BEGIN Dataset records
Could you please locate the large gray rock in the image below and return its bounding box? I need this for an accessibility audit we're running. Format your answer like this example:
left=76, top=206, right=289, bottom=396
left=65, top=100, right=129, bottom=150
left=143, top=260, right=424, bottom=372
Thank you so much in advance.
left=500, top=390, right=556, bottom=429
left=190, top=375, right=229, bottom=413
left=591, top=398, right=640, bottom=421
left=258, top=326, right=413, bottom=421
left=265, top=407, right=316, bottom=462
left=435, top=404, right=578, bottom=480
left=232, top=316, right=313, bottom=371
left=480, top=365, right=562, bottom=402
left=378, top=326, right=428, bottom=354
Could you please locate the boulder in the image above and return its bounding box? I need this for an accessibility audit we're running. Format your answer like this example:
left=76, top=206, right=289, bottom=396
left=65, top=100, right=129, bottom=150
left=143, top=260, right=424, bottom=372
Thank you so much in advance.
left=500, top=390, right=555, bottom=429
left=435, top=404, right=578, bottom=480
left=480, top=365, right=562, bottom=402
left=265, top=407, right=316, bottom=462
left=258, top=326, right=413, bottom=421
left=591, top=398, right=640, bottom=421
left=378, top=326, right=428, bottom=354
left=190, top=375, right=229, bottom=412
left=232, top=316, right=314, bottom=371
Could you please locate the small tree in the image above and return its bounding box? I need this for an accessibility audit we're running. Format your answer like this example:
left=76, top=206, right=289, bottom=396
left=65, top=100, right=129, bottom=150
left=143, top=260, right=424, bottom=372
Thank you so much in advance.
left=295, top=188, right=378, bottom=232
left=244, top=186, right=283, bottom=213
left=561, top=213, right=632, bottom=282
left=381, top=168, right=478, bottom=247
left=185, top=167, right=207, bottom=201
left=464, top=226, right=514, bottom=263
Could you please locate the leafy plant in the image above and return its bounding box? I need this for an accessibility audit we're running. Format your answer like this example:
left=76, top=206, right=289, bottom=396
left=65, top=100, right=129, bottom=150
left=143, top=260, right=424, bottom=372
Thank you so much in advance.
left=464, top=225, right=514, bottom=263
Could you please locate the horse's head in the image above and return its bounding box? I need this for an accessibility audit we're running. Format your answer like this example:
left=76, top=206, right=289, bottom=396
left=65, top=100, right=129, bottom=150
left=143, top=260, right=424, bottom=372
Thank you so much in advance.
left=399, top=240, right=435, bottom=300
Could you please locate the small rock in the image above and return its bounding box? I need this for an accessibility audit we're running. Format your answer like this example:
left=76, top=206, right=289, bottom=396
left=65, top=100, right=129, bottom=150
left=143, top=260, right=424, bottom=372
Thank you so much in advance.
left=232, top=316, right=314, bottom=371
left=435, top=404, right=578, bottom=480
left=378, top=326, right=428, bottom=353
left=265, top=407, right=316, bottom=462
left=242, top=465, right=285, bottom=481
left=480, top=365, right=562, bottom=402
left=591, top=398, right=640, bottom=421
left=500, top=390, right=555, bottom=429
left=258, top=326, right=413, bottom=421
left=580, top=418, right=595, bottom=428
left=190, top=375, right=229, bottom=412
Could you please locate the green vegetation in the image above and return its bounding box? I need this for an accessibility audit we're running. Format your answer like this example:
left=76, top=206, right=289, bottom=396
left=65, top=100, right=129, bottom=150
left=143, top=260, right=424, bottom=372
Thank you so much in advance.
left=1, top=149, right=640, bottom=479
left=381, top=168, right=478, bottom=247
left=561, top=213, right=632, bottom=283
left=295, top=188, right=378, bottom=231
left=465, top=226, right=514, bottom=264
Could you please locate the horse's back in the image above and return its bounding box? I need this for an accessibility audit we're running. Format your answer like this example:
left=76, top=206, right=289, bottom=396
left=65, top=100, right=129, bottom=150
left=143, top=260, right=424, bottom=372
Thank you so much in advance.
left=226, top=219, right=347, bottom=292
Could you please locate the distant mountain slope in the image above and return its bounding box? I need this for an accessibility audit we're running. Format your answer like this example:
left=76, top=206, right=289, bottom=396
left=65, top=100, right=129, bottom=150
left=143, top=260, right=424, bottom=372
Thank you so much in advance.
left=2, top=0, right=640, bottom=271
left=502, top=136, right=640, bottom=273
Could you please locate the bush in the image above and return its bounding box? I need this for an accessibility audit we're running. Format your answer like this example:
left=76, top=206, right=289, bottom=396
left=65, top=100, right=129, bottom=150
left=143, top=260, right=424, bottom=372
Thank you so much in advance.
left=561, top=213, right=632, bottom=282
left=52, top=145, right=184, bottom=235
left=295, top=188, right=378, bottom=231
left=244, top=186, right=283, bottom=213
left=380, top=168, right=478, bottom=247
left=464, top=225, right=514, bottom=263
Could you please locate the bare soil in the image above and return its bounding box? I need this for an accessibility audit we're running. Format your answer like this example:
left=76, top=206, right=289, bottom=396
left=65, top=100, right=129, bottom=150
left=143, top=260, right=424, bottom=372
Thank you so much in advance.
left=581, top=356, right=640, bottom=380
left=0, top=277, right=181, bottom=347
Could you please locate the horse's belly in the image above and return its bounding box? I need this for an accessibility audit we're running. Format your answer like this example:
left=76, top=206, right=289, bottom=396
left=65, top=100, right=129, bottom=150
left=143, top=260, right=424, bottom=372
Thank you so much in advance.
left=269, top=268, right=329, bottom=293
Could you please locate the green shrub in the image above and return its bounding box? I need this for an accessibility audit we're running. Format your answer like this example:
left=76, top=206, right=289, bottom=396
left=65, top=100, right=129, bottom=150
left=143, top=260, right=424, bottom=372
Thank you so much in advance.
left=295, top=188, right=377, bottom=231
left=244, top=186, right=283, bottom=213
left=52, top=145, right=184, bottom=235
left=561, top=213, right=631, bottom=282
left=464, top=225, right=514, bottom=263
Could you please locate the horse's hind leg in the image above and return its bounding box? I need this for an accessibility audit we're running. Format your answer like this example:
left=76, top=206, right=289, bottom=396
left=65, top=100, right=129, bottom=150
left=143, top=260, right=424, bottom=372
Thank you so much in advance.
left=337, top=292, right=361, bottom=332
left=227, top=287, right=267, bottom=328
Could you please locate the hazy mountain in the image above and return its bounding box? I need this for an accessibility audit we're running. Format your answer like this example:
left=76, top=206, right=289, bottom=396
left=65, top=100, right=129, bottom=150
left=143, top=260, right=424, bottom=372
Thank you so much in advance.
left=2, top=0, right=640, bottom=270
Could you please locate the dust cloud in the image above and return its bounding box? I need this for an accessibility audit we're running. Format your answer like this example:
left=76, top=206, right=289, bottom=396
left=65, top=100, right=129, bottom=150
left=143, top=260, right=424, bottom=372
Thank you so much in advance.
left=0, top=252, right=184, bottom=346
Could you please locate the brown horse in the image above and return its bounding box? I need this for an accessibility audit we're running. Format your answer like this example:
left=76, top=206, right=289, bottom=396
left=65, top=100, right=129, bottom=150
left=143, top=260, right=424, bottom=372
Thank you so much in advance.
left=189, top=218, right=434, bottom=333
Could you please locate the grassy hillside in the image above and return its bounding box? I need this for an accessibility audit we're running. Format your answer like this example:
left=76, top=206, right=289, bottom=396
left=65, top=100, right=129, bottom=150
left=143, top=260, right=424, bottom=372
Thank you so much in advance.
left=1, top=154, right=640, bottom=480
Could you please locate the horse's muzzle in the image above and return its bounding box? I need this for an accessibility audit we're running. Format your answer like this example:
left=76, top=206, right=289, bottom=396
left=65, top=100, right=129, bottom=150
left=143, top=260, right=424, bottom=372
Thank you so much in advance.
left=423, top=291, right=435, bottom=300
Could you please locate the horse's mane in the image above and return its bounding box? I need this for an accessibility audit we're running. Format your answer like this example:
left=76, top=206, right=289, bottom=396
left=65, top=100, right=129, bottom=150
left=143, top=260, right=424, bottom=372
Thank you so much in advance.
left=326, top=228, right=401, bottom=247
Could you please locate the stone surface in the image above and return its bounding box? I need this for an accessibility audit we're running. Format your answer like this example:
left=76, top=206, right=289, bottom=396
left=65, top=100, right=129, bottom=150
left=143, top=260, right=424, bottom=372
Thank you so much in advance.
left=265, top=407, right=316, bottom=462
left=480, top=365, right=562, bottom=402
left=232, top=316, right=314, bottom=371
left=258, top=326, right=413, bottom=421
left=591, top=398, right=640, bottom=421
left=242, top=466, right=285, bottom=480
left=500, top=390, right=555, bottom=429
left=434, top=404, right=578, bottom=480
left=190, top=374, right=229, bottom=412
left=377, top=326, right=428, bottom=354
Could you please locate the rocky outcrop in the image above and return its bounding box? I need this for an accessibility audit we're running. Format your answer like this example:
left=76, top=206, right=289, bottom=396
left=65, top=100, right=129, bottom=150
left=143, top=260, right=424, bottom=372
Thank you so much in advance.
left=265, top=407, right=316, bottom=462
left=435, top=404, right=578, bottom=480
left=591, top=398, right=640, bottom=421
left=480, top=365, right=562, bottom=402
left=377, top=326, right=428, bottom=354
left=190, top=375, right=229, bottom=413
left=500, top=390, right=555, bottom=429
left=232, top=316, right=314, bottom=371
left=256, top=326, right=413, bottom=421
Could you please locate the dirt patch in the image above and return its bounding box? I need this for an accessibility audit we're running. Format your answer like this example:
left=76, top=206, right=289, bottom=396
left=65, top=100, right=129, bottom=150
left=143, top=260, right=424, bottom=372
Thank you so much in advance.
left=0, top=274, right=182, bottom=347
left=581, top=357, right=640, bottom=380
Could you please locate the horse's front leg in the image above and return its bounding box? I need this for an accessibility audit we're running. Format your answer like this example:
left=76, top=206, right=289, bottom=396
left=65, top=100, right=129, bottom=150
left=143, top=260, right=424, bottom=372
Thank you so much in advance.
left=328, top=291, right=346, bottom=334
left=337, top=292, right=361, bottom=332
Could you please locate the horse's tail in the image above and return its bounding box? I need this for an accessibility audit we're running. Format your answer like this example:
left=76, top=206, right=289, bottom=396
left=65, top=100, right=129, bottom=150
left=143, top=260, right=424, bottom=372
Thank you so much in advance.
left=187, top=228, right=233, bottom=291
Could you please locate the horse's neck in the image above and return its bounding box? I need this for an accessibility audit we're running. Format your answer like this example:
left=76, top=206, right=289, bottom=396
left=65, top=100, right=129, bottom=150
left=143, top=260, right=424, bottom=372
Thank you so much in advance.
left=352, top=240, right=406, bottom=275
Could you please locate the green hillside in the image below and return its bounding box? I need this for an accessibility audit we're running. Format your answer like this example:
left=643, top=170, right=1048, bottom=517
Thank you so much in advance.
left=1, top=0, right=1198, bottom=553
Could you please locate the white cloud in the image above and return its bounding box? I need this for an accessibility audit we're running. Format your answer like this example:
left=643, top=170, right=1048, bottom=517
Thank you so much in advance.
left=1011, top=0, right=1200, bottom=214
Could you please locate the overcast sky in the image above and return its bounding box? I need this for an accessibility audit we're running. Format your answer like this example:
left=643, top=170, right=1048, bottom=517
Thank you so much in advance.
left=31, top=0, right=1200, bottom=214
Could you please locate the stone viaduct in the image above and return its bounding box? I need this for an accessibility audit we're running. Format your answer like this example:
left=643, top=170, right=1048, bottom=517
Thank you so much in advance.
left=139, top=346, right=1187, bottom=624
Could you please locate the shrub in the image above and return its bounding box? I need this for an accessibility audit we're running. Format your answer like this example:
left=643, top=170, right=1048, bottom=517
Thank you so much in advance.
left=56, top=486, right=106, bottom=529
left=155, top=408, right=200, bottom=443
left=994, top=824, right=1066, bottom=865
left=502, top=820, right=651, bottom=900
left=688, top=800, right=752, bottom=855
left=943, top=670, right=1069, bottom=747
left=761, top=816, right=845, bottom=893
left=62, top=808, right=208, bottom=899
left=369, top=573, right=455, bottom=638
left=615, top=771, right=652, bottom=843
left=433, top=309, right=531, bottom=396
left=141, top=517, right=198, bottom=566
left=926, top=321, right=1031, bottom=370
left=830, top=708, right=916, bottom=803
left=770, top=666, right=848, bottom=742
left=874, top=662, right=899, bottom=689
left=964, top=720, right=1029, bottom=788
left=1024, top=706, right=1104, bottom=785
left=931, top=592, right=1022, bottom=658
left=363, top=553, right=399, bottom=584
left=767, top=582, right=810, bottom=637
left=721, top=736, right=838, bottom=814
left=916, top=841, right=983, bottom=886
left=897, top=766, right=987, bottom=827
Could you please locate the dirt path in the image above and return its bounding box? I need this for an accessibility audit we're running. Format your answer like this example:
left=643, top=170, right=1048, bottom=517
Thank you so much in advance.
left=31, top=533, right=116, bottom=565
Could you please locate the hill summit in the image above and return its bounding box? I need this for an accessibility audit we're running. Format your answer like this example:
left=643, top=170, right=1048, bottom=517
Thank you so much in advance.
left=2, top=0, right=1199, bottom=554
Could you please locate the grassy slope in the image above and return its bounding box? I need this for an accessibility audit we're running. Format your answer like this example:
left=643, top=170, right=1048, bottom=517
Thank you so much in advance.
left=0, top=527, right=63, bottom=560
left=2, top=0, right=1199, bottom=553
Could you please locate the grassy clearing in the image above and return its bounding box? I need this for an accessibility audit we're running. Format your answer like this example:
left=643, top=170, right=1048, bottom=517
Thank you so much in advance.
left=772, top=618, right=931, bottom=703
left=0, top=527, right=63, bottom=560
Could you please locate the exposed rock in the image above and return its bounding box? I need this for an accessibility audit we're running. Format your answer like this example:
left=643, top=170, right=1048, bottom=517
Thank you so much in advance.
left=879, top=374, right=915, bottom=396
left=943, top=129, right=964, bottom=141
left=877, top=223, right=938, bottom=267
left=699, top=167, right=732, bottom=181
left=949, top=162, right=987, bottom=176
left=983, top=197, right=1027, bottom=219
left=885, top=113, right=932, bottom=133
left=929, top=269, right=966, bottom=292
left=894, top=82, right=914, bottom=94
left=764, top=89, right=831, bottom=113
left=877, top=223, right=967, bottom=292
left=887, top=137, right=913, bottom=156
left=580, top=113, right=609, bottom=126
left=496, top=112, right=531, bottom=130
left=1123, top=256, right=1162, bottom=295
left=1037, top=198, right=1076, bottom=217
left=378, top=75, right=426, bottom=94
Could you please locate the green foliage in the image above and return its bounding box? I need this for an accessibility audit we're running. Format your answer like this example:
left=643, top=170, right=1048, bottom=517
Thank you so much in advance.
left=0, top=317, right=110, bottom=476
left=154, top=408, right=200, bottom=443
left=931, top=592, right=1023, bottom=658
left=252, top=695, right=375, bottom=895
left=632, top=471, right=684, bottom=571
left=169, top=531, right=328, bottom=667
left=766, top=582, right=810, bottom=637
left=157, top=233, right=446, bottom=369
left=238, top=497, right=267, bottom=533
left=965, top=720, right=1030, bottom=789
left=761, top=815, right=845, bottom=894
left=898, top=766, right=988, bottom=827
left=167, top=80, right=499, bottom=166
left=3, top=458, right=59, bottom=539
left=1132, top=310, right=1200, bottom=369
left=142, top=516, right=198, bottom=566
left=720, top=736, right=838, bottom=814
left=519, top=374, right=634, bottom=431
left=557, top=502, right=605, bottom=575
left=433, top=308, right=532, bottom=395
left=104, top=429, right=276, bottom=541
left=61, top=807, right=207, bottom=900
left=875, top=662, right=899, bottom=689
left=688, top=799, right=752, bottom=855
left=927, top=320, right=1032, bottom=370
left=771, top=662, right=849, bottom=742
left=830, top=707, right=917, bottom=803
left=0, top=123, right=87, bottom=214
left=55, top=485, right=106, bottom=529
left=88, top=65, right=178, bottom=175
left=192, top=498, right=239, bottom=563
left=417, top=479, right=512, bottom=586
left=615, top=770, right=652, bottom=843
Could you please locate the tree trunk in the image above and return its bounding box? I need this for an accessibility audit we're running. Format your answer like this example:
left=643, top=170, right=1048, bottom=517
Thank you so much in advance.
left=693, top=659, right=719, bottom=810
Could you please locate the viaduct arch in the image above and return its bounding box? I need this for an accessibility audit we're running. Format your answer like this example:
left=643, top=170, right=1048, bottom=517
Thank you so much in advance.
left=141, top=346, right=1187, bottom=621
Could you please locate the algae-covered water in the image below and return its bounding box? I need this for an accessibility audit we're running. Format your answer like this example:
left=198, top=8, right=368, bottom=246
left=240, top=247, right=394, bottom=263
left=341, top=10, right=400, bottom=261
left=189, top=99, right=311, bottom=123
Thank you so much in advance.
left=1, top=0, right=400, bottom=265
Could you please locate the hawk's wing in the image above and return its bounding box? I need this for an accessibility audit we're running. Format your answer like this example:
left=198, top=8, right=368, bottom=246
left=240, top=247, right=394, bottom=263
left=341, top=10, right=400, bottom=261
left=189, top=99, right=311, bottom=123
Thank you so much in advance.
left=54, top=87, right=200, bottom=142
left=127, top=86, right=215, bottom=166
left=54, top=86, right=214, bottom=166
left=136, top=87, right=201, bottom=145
END Dataset records
Required work: Work out how many lines in the data above hold the word "mountain". Reply with nothing but the count.

Output for this exercise: 2